Dane z adnotacjami punktowymi:

..............................

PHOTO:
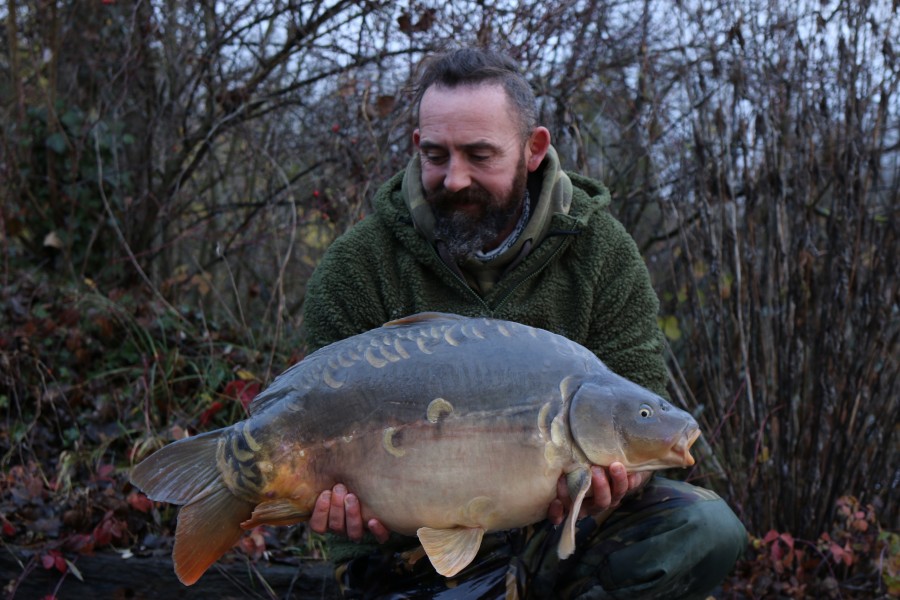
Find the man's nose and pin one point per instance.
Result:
(457, 176)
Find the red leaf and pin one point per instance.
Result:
(787, 539)
(104, 473)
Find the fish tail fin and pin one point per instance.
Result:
(186, 472)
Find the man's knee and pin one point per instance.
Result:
(680, 547)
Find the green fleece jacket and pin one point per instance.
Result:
(574, 271)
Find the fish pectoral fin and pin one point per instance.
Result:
(579, 482)
(276, 512)
(450, 550)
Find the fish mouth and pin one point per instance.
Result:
(682, 447)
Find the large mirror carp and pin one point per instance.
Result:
(444, 426)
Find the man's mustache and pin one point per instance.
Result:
(447, 201)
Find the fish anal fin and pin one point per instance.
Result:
(578, 482)
(207, 529)
(276, 512)
(450, 550)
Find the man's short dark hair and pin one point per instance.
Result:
(473, 66)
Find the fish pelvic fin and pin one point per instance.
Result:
(207, 529)
(276, 512)
(185, 472)
(579, 482)
(450, 550)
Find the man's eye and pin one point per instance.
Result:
(435, 158)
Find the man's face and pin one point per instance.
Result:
(475, 164)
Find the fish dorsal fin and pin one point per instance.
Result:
(423, 317)
(579, 482)
(450, 550)
(276, 512)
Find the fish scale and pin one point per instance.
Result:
(445, 427)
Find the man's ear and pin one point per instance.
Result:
(538, 145)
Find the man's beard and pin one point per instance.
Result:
(466, 232)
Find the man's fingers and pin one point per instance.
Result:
(318, 522)
(353, 517)
(601, 486)
(336, 521)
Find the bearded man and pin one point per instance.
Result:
(484, 222)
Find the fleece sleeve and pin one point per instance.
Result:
(342, 296)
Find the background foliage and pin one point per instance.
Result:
(171, 172)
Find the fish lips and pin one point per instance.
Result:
(682, 447)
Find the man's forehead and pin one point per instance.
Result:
(476, 116)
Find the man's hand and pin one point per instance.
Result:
(339, 511)
(607, 491)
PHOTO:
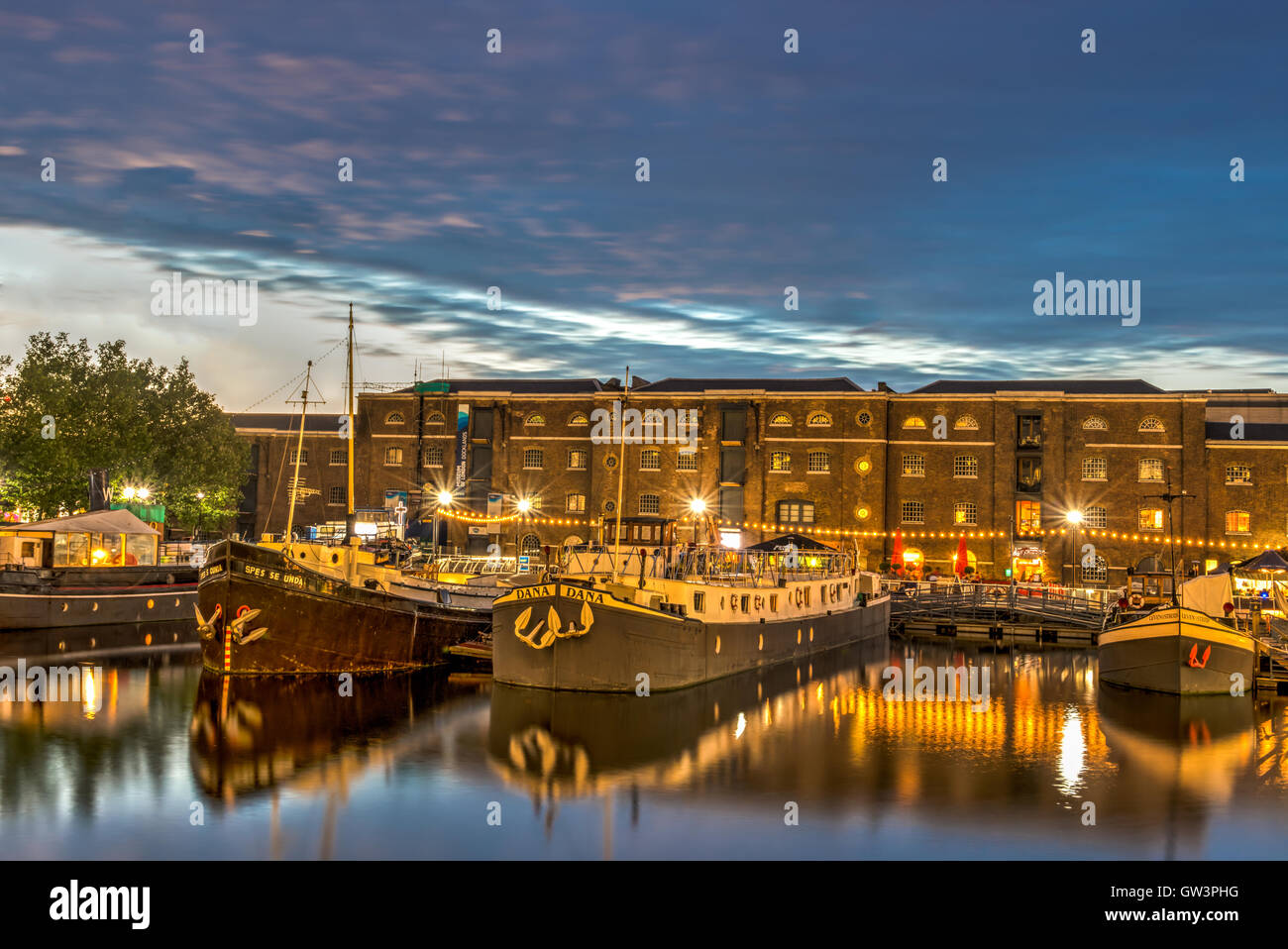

..............................

Wymagania zadania
Proszę podać liczbę wierszy danych, w których występuje słowo „fleece”. Odpowiedź ma zawierać wyłącznie tę liczbę.

Odpowiedź do ćwiczenia
2